_Consignes_. Poursuivez le texte sur l'immobilier et les taux d'intérêt bas à partir de sa dernière phrase.

_Extrait source_.
◇ ◇ ◇ ◇ ◇

Étonnant, cette propension du monde immobilier à monter très haut dans l'enthousiasme et à descendre très bas dans la déprime. Cette période semble, elle, bénie des dieux, avec l'annonce par François Hollande de la prolongation du Pinel, plus quelques autres mesures relatives au foncier promises par Emmanuelle Cosse, des prix de l'ancien assagis et des prix du neuf maîtrisés... et surtout des taux d'intérêt historiquement bas, selon l'expression consacrée.

Elle n'a jamais été aussi idoine : il faut remonter quarante ans en arrière pour trouver un prix de l'argent si bas. Chacun y va de son calcul, pour démontrer qu'à effort constant on peut acheter un logement mieux situé, ou plus grand, ou plus beau, ou seulement qu'on peut acheter quand on ne le pouvait plus. Bref, c'est formidable. C'est l'euphorie.

Le problème de l'euphorie, c'est qu'elle empêche le discernement. Et si derrière des taux d'intérêt extraordinairement avantageux se cachaient en fait de sombres nouvelles pour les emprunteurs, dont on ne parle pas ? Et si l'arbre cachait la forêt ? Et si la fête précédait la gueule de bois ? Car enfin, la vraie question ne consiste pas à savoir s'il fait beau mais si le soleil brille pour tout le monde. Et ce n'est pas le cas, loin s'en faut.

◇ ◇ ◇ ◇ ◇

_Matériel fourni_.
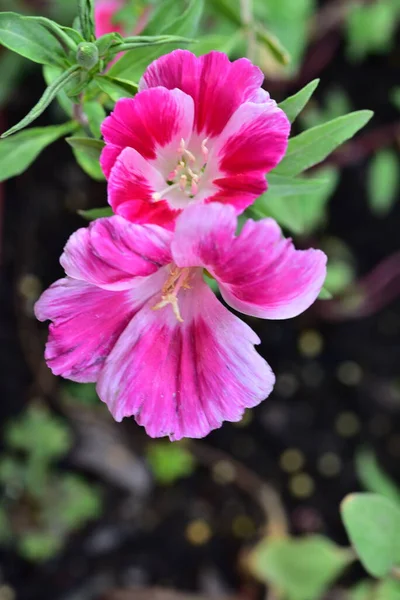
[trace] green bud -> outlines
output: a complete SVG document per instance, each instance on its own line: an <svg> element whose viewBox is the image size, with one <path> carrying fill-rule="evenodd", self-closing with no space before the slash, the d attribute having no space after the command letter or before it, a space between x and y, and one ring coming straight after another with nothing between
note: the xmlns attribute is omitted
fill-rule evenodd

◇ ◇ ◇ ◇ ◇

_Réponse rédigée_.
On parle de financer à taux bas des opérations avec un apport personnel significatif, de l'ordre de 20 à 30% du montant global, pour des emprunteurs ayant un CDI (contrat de travail à durée indéterminée). On voit déjà que les critères ont quelque chose d'exclusif. Pour mémoire, près d'un quart de la population salariée est déjà en-dehors de ce statut et près de 60% de ceux qui entrent sur le marché du travail se verront octroyer un CDD ou un stage ou assureront un intérim, quand ils n'auront pas d'emblée fait le choix d'être travailleurs indépendant, sous statut d'auto-entrepreneur en particulier. Le président d'école que je suis connaît cette réalité: l'IMSI a la fierté que 100% de ses diplômés, depuis la création de l'école il y a seize ans, trouvent un travail, bien rémunéré et correspondant à leur souhait. Certes, mais le CDI est en recul d'année en année.

Du projet de loi El Khomri on pense ce qu'on veut, mais il vit avec son temps. La flexibilité, qui est un mot pudique ou optimiste pour parler de précarisation du travail, est une donnée. Les entreprises n'ont plus la visibilité ni pour beaucoup la solidité leur permettant de s'engager pour l'éternité et elles ont besoin de ces souplesses. Au demeurant, ce qui est intéressant est qu'elles peuvent mieux rétribuer un salarié précaire et faire avec lui un long chemin. Bref, c'est une évolution structurelle, ou conjoncturelle longue, ce qui revient au même.

Face à cela, comment les scorings des banques ont-ils suivi? Ils n'ont pas suivi. Ainsi, la plupart des jeunes ou des moins jeunes candidats à l'accession ne sont-ils pas éligibles à l'endettement pour acheter un logement. Qui le dit? Pour eux, les taux à moins de 2% ont le même attrait que les voitures pour ceux qui ont perdu leur permis de conduire, ou que l'abondance de nourriture pour les gens du tiers-monde. En parler sans nuance est cruel.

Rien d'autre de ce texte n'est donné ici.